After the deadly disappointment of Doris Wishman’s first Chesty Morgan movie Deadly Weapons (reviewed by me here) I wasn’t in too much of a hurry to get back to the Chesty Morgan’s Bosom Buddies Blu Ray that I purchased last year. However, now that I’ve seen this second entry in the director and actress’ collaborative CV, I have to say that Double Agent 73 was a heck of a lot better than I was expecting and way more watchable than the previous film. That is to say, that first movie wasn’t even good in a ‘so bad it’s good’ way whereas... Double Agent 73 is absolutely quite bad in the most entertaining way.

The film starts off with Chesty stripping off during the credits and the clicking of her camera breast each time she squeezes said appendage brings up a new title card full of names. Wait... did I say ‘camera breast’? Oh yes... I’ll get to that in a minute.

The film starts properly when we are shown two villains playing cards in a private residence. We know the two are bad guys because one of them has a red blotch down the side of his face and is accompanied by a fiercely sinister musical stinger which, according to the music credit on the movie, is the work of Cine Top... who I can only assume is a needle drop library providing music by the yard. We are also shown a ‘spy’ going through the house and the movie nicely dates itself in this scene by having an old time photo-cube in a shot.

GIVEN INSTRUCTION 1
In the review of Double Agent 73, how does the reviewer know that the two men playing cards are villains? Answer in one to three sentences.
GIVEN INSTRUCTION 2
Answer these questions from the review of Double Agent 73:
(a) What was Doris Wishman's first Chesty Morgan movie?
(b) During the credits, what appears each time Chesty squeezes her camera breast?
(c) According to the film's music credit, whose work is the musical stinger?
GIVEN INSTRUCTION 3
Extend the review of Double Agent 73 beyond its final sentence.

DATA SECTION
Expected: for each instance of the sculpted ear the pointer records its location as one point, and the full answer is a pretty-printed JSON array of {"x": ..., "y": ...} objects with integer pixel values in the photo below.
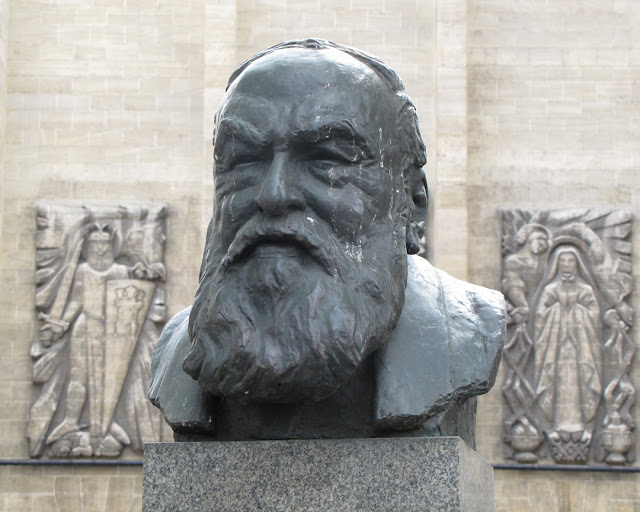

ANSWER 1
One of the two men has a red blotch down the side of his face. He is also accompanied by a fiercely sinister musical stinger.

ANSWER 2
(a) Deadly Weapons
(b) A new title card full of names
(c) Cine Top

ANSWER 3
The spy guy finds some sinister looking film in a drawer. He steals it but, as he tries to make his getaway, he is spotted and caught by our two card playing fiends. The two villains consult their villanous boss, Mr. Toppler, with the spy in question and we know his identity must be important to the slow unravelling of the film because we only ever see Toppler in silhouette at this point in the proceedings. So by now your bad movie senses should be kicking in and telling you that the mystery of who this guy is should be pretty easy to solve from fairly early on in the movie and... yep, so it is.

Anyway, Toppler tells his bad boys to get rid of the spy so they take him down the street and run him over. They do a bad job of it too because they leave him alive long enough to tell a passer by in the street something before he finally shuffles off this mortal coil...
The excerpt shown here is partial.